Task instructions — Reproduce each of the following lines word for word, keeping every number, comma, and line break unchanged.

Entries shown —
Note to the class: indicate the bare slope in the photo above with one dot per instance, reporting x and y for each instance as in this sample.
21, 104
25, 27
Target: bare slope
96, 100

Answer —
Note to the class: indicate the bare slope in the photo above with one dot per instance, reporting x and y for each instance as in this sample.
21, 104
25, 27
Target: bare slope
96, 100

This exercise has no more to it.